#### [Problem to work on]
Lines with the string "hand" must each be copied from the listing.

#### [Provided records]
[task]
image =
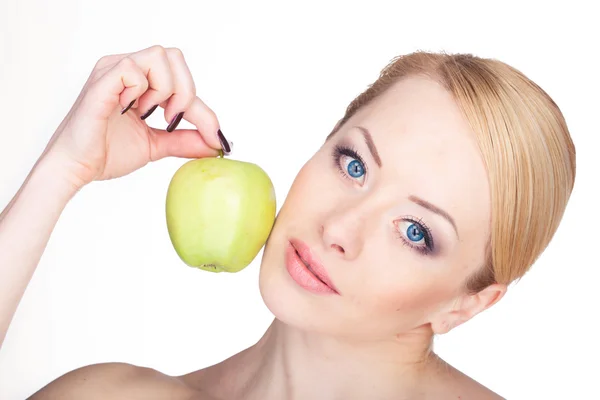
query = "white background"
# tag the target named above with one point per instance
(110, 286)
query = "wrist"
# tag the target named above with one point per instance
(52, 174)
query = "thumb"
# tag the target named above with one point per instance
(184, 143)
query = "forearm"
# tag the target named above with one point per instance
(25, 228)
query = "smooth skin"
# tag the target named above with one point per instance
(370, 341)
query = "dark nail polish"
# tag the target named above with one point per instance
(149, 112)
(224, 143)
(176, 120)
(123, 111)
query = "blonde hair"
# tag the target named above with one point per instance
(525, 144)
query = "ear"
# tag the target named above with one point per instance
(466, 307)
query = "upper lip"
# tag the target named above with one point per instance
(312, 262)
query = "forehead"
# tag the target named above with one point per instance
(428, 149)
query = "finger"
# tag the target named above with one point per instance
(184, 143)
(121, 84)
(205, 120)
(155, 64)
(181, 98)
(184, 87)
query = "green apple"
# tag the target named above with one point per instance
(220, 213)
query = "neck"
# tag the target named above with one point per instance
(294, 364)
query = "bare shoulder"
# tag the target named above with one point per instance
(115, 381)
(455, 384)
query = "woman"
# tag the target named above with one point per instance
(441, 185)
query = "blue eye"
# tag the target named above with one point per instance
(350, 164)
(414, 233)
(355, 169)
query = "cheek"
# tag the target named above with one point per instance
(417, 296)
(311, 188)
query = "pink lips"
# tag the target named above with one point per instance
(306, 270)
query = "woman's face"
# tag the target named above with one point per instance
(395, 208)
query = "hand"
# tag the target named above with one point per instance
(105, 135)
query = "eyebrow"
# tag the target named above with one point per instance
(370, 144)
(435, 209)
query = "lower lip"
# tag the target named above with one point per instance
(302, 275)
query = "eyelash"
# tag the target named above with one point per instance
(427, 235)
(343, 150)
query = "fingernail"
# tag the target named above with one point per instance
(149, 112)
(176, 120)
(123, 111)
(225, 144)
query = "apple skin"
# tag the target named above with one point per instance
(219, 213)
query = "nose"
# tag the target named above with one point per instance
(343, 233)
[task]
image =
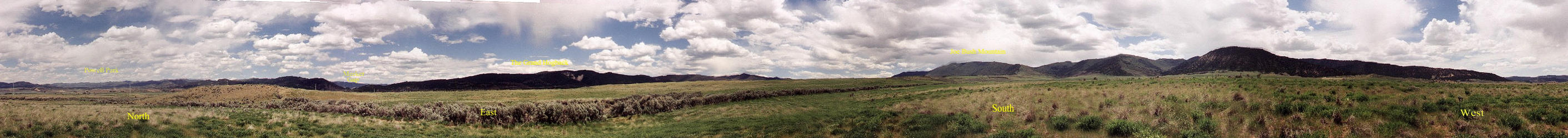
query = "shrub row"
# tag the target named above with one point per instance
(552, 112)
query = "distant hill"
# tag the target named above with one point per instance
(1252, 60)
(289, 82)
(1225, 59)
(1168, 63)
(1542, 79)
(911, 74)
(298, 82)
(19, 85)
(149, 84)
(1118, 65)
(1405, 71)
(245, 93)
(693, 78)
(982, 68)
(540, 80)
(348, 84)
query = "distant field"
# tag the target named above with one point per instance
(1210, 105)
(609, 91)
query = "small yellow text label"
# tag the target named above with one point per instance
(487, 112)
(976, 50)
(136, 116)
(99, 69)
(542, 63)
(1471, 114)
(1002, 109)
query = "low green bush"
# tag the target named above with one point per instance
(1017, 134)
(1061, 123)
(1123, 127)
(1092, 123)
(1510, 121)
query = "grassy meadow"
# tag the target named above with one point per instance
(1206, 105)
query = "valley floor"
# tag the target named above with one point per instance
(1210, 105)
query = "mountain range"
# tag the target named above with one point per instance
(693, 78)
(1225, 59)
(543, 80)
(1542, 79)
(289, 82)
(540, 80)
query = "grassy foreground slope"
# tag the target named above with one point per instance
(1216, 105)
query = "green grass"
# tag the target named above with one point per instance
(1136, 107)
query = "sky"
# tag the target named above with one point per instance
(58, 41)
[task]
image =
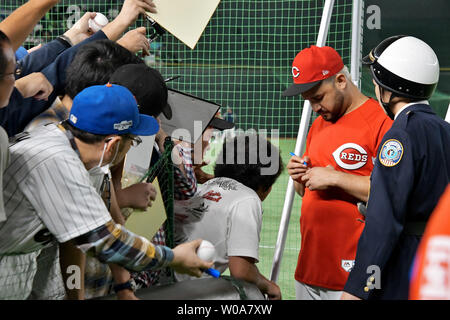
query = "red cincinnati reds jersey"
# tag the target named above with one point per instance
(431, 272)
(330, 222)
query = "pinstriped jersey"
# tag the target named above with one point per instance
(47, 193)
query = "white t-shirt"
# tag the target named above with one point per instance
(46, 186)
(227, 214)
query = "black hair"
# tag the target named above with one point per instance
(3, 62)
(255, 162)
(84, 136)
(94, 64)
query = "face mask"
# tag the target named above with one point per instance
(99, 169)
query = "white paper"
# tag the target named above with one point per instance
(185, 19)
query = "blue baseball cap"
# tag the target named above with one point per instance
(110, 109)
(20, 53)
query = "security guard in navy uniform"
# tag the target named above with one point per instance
(411, 172)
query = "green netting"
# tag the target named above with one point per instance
(243, 62)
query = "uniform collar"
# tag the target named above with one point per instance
(410, 104)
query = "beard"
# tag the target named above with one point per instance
(338, 108)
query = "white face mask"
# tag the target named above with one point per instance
(99, 169)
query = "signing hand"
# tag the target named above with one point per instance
(80, 30)
(186, 260)
(135, 40)
(34, 85)
(137, 196)
(319, 178)
(297, 168)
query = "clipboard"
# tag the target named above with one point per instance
(185, 19)
(191, 115)
(143, 222)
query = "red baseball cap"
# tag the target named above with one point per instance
(311, 66)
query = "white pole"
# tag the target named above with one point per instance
(299, 146)
(447, 116)
(356, 42)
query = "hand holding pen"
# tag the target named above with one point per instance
(297, 166)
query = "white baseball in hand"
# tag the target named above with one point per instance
(206, 251)
(98, 22)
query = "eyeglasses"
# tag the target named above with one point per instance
(3, 75)
(135, 140)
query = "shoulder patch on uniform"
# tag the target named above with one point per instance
(391, 153)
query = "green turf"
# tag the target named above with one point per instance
(273, 206)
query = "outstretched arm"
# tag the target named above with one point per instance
(244, 268)
(112, 243)
(322, 178)
(21, 22)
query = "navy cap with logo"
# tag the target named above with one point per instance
(110, 109)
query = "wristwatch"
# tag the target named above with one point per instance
(130, 284)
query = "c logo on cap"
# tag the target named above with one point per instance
(295, 72)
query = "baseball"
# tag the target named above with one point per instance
(98, 22)
(206, 251)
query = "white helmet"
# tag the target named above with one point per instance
(406, 66)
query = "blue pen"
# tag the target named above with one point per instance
(293, 154)
(213, 272)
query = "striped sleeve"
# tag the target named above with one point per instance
(60, 191)
(112, 243)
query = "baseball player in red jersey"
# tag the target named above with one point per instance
(333, 175)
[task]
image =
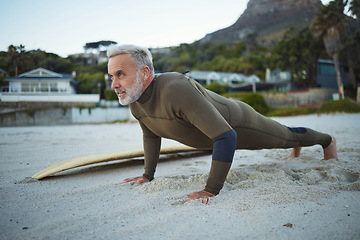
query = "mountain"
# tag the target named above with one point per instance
(268, 19)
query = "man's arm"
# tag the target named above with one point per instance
(152, 144)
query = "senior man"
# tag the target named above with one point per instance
(173, 106)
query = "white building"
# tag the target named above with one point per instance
(42, 85)
(42, 81)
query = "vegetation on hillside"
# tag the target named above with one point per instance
(296, 52)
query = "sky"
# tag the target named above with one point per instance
(63, 27)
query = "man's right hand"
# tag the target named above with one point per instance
(136, 180)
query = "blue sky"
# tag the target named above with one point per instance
(64, 26)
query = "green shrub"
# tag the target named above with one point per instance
(256, 101)
(280, 112)
(345, 105)
(216, 87)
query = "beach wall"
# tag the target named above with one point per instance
(64, 116)
(298, 98)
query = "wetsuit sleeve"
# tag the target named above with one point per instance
(152, 144)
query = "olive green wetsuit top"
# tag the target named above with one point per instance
(177, 107)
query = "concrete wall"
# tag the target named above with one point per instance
(8, 97)
(63, 116)
(294, 99)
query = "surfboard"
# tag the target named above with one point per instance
(105, 157)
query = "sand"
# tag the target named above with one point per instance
(266, 196)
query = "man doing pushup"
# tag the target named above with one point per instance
(171, 105)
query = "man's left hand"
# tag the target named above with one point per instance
(200, 195)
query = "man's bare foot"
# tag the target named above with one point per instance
(330, 152)
(295, 152)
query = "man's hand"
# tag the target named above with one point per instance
(137, 180)
(202, 194)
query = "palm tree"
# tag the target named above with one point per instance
(355, 9)
(329, 25)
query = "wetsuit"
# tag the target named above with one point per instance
(177, 107)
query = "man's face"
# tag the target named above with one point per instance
(125, 78)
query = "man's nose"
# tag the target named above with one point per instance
(115, 84)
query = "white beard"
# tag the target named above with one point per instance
(133, 93)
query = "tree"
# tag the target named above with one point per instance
(98, 45)
(298, 53)
(329, 25)
(15, 53)
(355, 9)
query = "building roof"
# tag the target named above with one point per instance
(41, 74)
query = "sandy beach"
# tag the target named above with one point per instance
(266, 196)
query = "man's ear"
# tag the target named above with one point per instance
(145, 71)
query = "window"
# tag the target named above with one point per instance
(326, 69)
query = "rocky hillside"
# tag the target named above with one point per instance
(268, 19)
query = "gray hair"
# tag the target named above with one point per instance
(142, 56)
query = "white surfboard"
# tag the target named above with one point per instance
(106, 157)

#### [Exercise result]
query = "hand"
query = "signing hand"
query = "hand holding pen"
query = "white baseball in hand"
query = "man's right hand"
query = "man's left hand"
query = "man's hand"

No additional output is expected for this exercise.